### Text section
>>>

Crowhurst ~ No Life to Live

“A double LP and the 19th album of 2012”?!!!  At first glance, one can’t help but think, “that’s too much”.  But No Life to Live is a rather special excursion for Jay Gambit, whose very name connotes this sort of project.  On this album, the noise/drone artist is joined by a host of friends from bands such as Yuggoth, Opacities and Rosy Palms, and the presence of field recordings, mandolin and electronics does much to expand the sonic palette.  A depressive nature is apparent in the title (previous titles include “There Is No Hope Here”, “Nothingness” and “Empty Rooms”), but the sounds are so intriguing that the tone is better described as claustrophobic.

As might be expected from a release of this length and an artist of this prolific nature, the album is somewhat sprawling.  With no apparent editor, the artist is free to exercise every indulgence.  This means two tracks in the 20-minute range, “How to Burn a Book” and the title track.  Of these, the first is more successful; the second is marred at the very end by a too-obvious sample.  In music, doom is best portrayed by sound, which lends itself well to open interpretation.  Go for the jugular (in this case, the sounds of a whining boy intercut with a narrator speaking about having sex with God) and one risks self-parody.  Better to pound a listener into submission, as demonstrated by the astonishing “All the Children Are Asleep And Dreaming”, an unrelenting, ferocious, ten-minute-long blast of unfiltered aggression.  All the levels are in the red for this one, which is pure sonic nirvana.  The longer, more restrained tracks could have used a generous serving of such violence.

<<<

### Supplied records
>>>

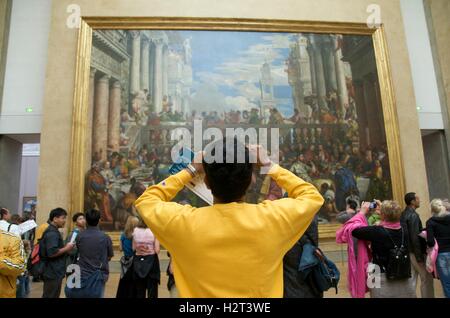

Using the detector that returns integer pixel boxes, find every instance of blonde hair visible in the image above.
[430,199,448,217]
[123,215,139,239]
[381,200,402,222]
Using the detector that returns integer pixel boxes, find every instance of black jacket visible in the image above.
[427,214,450,253]
[39,224,67,280]
[400,207,426,262]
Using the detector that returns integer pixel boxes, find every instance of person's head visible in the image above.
[123,215,139,238]
[405,192,420,209]
[320,182,330,194]
[381,200,402,222]
[346,199,358,211]
[48,208,67,228]
[72,212,86,229]
[86,209,101,226]
[203,138,253,203]
[430,199,449,217]
[0,208,11,221]
[137,219,147,229]
[92,162,100,172]
[10,214,23,225]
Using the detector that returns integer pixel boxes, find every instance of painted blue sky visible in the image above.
[178,31,294,116]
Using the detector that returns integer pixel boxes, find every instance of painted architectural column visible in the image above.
[85,68,97,172]
[130,31,141,94]
[306,35,317,95]
[92,75,109,161]
[313,35,327,107]
[148,42,155,105]
[323,35,337,92]
[153,39,163,113]
[162,45,169,97]
[140,39,150,91]
[108,81,121,152]
[333,35,349,116]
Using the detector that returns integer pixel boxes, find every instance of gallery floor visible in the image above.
[30,243,443,298]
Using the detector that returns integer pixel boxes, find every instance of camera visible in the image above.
[369,200,377,209]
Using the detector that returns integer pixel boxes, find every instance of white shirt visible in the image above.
[0,220,20,236]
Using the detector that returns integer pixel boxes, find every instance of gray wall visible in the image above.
[0,135,22,213]
[19,155,39,212]
[422,130,450,199]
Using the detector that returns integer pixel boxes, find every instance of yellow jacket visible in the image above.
[135,165,323,298]
[0,231,25,298]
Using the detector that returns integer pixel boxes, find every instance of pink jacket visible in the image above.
[336,213,371,298]
[419,231,439,279]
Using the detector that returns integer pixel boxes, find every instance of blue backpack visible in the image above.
[334,168,358,193]
[298,236,341,294]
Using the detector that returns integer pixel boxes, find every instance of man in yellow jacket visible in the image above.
[0,230,25,298]
[135,139,323,298]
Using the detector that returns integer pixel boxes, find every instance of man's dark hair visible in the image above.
[85,209,100,226]
[347,199,358,210]
[48,208,67,222]
[0,208,8,220]
[72,212,84,223]
[203,138,253,203]
[405,192,416,205]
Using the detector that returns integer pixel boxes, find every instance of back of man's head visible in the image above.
[85,209,100,226]
[203,137,253,203]
[48,208,67,222]
[405,192,416,205]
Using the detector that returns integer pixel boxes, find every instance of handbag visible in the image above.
[120,255,133,279]
[64,269,105,298]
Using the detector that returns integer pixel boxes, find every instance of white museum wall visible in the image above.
[18,144,39,212]
[0,0,52,134]
[400,0,444,130]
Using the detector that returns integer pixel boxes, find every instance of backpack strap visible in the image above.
[382,227,405,248]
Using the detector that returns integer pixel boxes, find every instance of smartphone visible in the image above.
[169,147,195,174]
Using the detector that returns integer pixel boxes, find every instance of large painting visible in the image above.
[72,19,402,234]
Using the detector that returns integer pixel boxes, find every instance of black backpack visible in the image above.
[383,228,411,280]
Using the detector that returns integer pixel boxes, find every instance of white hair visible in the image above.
[430,199,450,217]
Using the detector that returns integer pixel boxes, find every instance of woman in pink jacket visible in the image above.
[336,202,371,298]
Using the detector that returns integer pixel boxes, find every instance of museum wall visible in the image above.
[0,0,11,112]
[38,0,429,222]
[425,0,450,159]
[0,136,22,213]
[0,0,52,134]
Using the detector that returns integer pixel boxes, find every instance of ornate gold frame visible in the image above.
[69,17,405,238]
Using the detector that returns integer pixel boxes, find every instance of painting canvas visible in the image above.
[84,29,392,230]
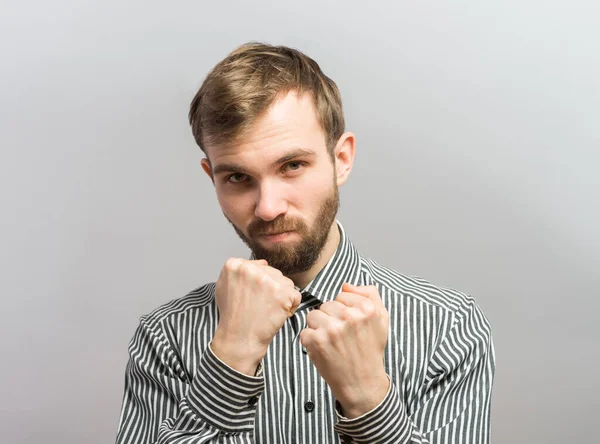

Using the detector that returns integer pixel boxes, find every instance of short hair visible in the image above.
[188,42,345,155]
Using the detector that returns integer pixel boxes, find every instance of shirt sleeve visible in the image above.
[116,319,264,444]
[335,300,495,444]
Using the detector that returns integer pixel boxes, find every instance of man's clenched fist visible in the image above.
[300,284,389,418]
[211,258,302,375]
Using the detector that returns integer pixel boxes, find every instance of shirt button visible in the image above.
[304,401,315,413]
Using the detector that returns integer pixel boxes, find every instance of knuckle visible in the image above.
[360,301,376,318]
[223,257,240,271]
[327,322,344,340]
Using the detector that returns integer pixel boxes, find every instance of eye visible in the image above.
[283,160,306,171]
[225,173,248,183]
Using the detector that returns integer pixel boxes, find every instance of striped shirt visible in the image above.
[117,222,495,444]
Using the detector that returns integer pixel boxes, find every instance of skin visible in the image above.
[201,91,389,418]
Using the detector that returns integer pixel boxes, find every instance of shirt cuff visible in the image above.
[187,344,265,433]
[334,375,410,444]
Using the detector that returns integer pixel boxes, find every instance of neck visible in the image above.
[288,220,340,288]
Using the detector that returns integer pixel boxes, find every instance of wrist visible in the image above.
[337,372,391,419]
[210,331,266,376]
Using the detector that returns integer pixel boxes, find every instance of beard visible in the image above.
[225,182,340,276]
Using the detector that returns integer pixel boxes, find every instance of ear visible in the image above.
[334,133,355,186]
[200,157,215,184]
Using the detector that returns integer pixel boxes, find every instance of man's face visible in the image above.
[203,92,339,275]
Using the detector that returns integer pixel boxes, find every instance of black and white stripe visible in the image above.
[117,223,495,444]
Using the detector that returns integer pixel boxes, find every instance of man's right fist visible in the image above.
[211,258,302,375]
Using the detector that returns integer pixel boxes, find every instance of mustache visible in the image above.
[248,215,304,236]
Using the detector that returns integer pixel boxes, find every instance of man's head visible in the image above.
[189,43,354,275]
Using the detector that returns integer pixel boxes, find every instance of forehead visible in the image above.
[207,91,327,167]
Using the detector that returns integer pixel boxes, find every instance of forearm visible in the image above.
[116,325,264,444]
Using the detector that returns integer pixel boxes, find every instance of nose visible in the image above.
[254,182,288,221]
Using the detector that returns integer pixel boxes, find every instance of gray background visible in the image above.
[0,0,600,444]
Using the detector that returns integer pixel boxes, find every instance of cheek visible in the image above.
[217,191,252,226]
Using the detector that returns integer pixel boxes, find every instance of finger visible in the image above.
[289,289,302,318]
[306,310,333,330]
[300,328,317,353]
[342,283,382,304]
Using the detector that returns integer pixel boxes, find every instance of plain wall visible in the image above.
[0,0,600,444]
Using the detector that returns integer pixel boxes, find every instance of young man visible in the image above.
[117,44,495,444]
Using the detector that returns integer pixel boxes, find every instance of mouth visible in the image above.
[260,231,294,242]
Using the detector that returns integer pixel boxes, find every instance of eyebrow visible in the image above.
[213,148,317,176]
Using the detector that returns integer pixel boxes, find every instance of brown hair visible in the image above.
[189,42,345,155]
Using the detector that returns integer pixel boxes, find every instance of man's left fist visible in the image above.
[300,284,390,418]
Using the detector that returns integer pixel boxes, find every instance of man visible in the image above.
[117,43,495,444]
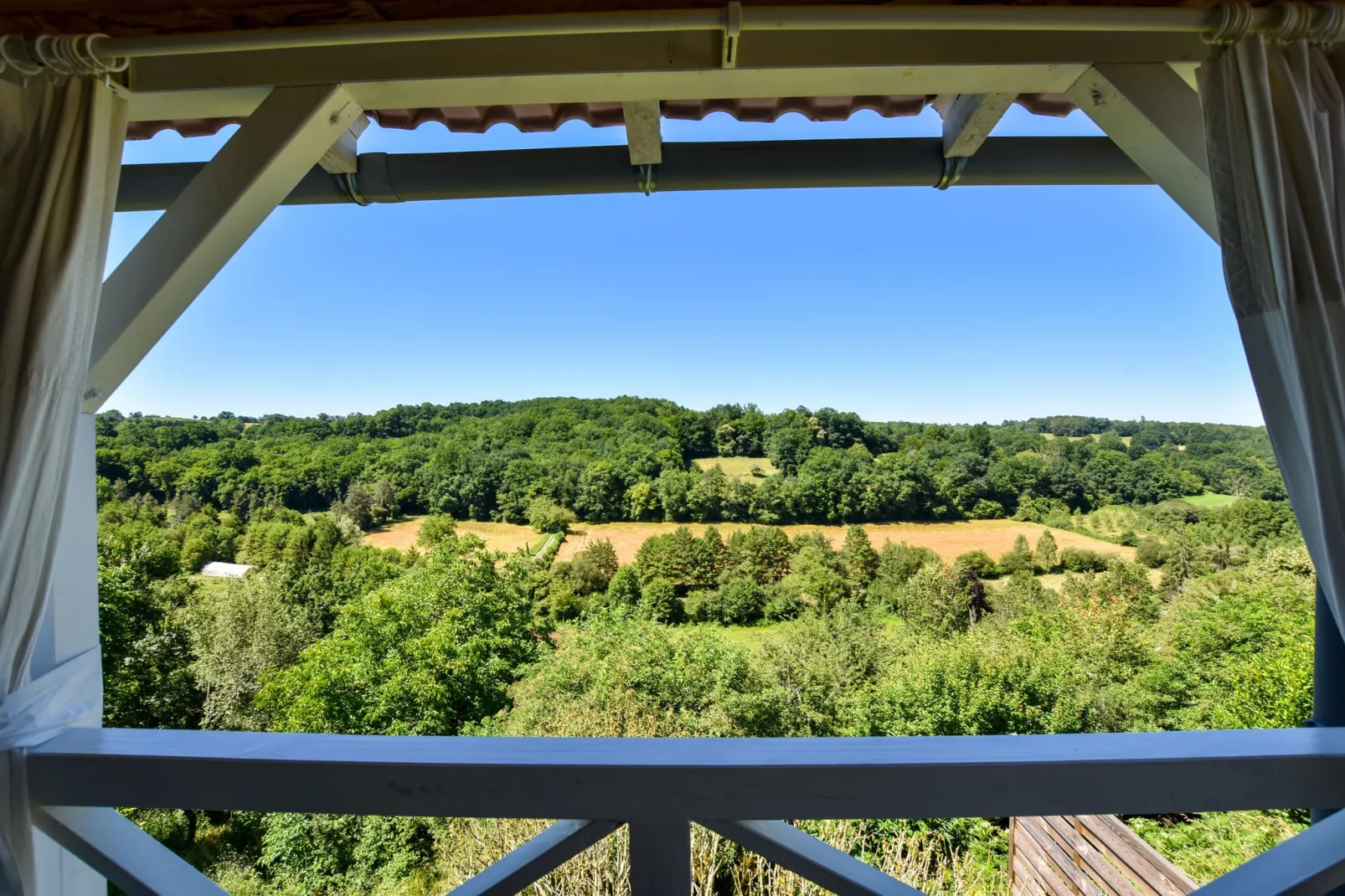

<<<

### Your assignment
Can you carry on the review of Crowhurst's No Life to Live, picking up right after its last sentence?

### Task result
Hidden inside No Life to Live is a great drone album ~ in fact, one of the year’s best.  It may be unfair to dissect and re-sew up such an album, creating a personal Frankenweenie, but the squashed cover creature (a squirrel with mastodon tusks?) seems to imply permission.  While others may prefer the quieter or more repetitive tracks, this reviewer’s perfect album reads as follows: “Coma Vision”, “I Saw the Sky [Intro]”, “Dead Air”, “Opiate Blanket”, “All the Children Are Asleep And Dreaming” and “The Sun Is Like a Bacteria”.  Clocking in at a sprightly 38:49, this new album builds steadily to the aforementioned blast, then backs slowly away from it: not a moment wasted or a note out of place.  The percolated, boiling water sounds of the new opening track dazzle with stereophonic effects, after which the original track order is preserved with excisions.  Each selection blends into the next with matching keys and rising tension.  Electronics continue to burble; guitar drones expand like helium in rubber; hisses and fizzes infiltrate the sonic field like angry unbled boilers.  This is the outer limit of noise: the place to which unwanted sounds are sent, steaming with unresolved grudges.  Mr. Gambit, don’t be upset that we don’t like everything; what we do like, we freakin’ love.  (Richard Allen)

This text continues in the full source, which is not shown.